# Seite:
Während seines Besuchs war es Papst Franziskus ein Anliegen, einen Zwischenstopp in Karakosch einzulegen, einst die wichtigste christliche Stadt im Irak. Die Stadt ist nun dabei, diesen Status wiederzuerlangen, denn viele ihrer Bewohner kehren zurück, um in ihrer angestammten Heimat ein neues Leben zu beginnen.
Zu Beginn des neuen Jahres haben die Christen in Karakosch dem Hilfswerk Aid to the Church in Need, das viele Projekte für den Wiederaufbau von Häusern und Kirchen in der Stadt unterstützt hat, von ihren Hoffnungen und Träumen, aber auch von ihren Ängsten und Sorgen berichtet.

# Inhalt des Datenmaterials:
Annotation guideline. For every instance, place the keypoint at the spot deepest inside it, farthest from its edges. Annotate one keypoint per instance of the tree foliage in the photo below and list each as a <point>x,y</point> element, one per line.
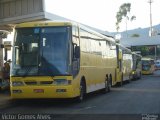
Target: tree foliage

# Anweisungen zur Übung:
Schreib aus dem Text über Karakosch den Teil wortgetreu ab, der mit den Worten „Zu Beginn des“ anfängt und mit „und Sorgen berichtet.“ aufhört. Verlass dich nur auf den Text über Karakosch und nicht auf das Material.

# Ergebnis der Aufgabe:
Zu Beginn des neuen Jahres haben die Christen in Karakosch dem Hilfswerk Aid to the Church in Need, das viele Projekte für den Wiederaufbau von Häusern und Kirchen in der Stadt unterstützt hat, von ihren Hoffnungen und Träumen, aber auch von ihren Ängsten und Sorgen berichtet.